Image object location entries:
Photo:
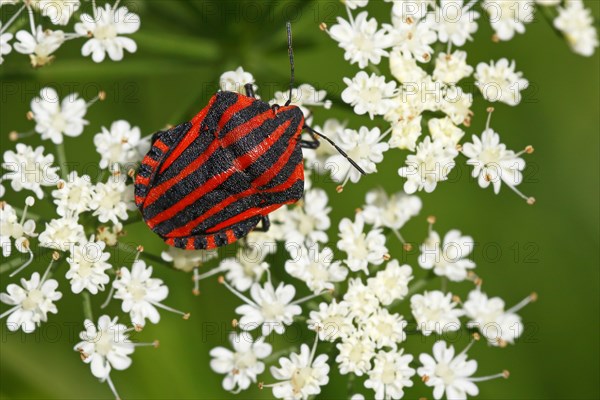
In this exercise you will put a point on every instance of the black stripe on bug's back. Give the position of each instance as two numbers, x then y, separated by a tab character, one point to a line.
235	184
216	164
244	115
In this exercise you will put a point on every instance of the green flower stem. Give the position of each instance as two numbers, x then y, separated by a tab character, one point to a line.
192	48
87	306
62	160
284	352
373	68
549	14
12	264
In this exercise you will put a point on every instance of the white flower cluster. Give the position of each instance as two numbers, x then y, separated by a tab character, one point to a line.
423	102
77	234
360	316
104	30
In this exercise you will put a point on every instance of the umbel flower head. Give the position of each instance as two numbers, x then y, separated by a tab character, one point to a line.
105	29
242	365
141	294
31	302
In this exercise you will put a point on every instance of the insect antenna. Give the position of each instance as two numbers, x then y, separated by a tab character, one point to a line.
342	152
291	55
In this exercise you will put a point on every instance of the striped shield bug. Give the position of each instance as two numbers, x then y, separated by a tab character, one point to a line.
210	181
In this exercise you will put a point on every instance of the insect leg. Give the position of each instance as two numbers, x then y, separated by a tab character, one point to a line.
266	224
249	90
310	144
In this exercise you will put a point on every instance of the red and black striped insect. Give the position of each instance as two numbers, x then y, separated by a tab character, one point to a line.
210	181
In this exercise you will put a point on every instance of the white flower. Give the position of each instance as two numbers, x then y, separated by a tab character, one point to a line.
106	26
110	236
390	211
435	312
5	47
391	373
302	374
140	293
391	283
456	104
311	219
368	94
112	199
498	326
405	68
414	9
74	196
451	68
455	22
87	266
39	47
355	353
449	258
500	82
62	234
59	11
316	268
447	373
119	144
509	17
361	248
316	159
234	81
187	260
272	308
29	169
12	228
431	164
385	329
31	302
105	346
492	162
364	147
331	321
242	365
354	4
362	41
444	130
303	96
577	24
405	133
246	268
361	300
54	119
413	37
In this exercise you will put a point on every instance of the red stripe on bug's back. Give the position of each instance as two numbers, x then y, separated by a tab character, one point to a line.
298	174
241	103
246	128
246	160
186	230
230	236
142	180
190	136
251	212
190	244
156	192
209	185
160	145
210	242
269	174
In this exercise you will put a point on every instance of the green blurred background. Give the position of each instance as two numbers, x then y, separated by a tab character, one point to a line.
184	46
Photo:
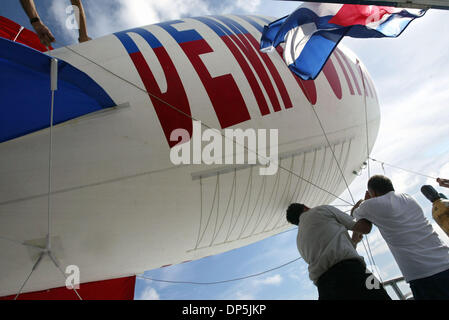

> Work to do
Reproduce all of the rows above verbatim, leaving out the pictures.

> Solution to this problem
Photo:
In this exercise you will put a point on every instance of the black stripe on bug's back. Give the position of each instance as two numbers, x then y, separated by a tab character, one point to a line.
235	184
216	164
244	115
In this exercise you will put a point on every instance of the green flower stem. Give the position of each instance as two numbers, x then y, separated by a tab character, one point to a line.
192	48
87	306
62	160
284	352
373	68
549	14
12	264
In this exercise you will put a point on every instance of the white flower cluster. Give the position of each instance as two numbers, x then y, separated by a tab character, one point to a line.
423	102
77	234
360	316
104	30
In this exercise you will put a point on every instance of the umbel flower head. Give the position of each instance as two numbers, x then y, separated by a tab character, one point to a line.
105	29
242	365
141	294
31	302
In this exercise you will put a point on every instance of the insect antenna. Give the position of each instance as two numbers, x then y, separated by a tab character, one point to a line.
342	152
291	55
In this exercise you will put a point on every instance of the striped shield bug. Give the position of each instance as two numbers, x then y, separated by a tab character, one point to a line.
210	181
In this exercise you will put a point on every instance of the insect leg. Give the position of each instance as two numbers, x then y, separated by a tab character, one point to a line.
266	224
249	90
310	144
In this exercise you will put a point on every instance of the red and black striped insect. Give the position of each instance as two numbers, x then y, separated by a tab character, one point to a line.
210	181
In this exercise you will put a point on every instance of the white flower. Give the position of each instance as two numbers, x then y, separated by a tab character, one point to a line.
106	26
110	236
390	211
435	312
5	47
391	373
302	374
140	293
391	283
456	104
311	219
368	94
112	199
498	326
405	68
414	9
74	196
451	68
455	22
87	266
39	47
355	353
449	258
500	82
62	234
59	11
316	268
447	373
119	144
509	17
361	248
316	159
234	81
187	260
272	308
29	169
12	228
431	164
385	329
31	302
105	346
492	162
364	147
331	321
242	365
354	4
362	41
444	130
303	96
577	24
405	133
246	268
361	300
54	119
413	37
In this exercise you will put a point on every instance of the red stripe on bug's back. Give the position of each instance as two numbers, x then y, separated by a tab character, one point to a line.
298	174
241	103
246	128
246	160
186	230
230	236
142	180
190	136
251	212
190	244
156	192
209	185
160	145
210	242
269	174
In this exercise you will put a point on every instance of the green blurred background. Give the position of each instance as two numbers, x then y, separated by a tab character, one point to a line.
184	46
Photo:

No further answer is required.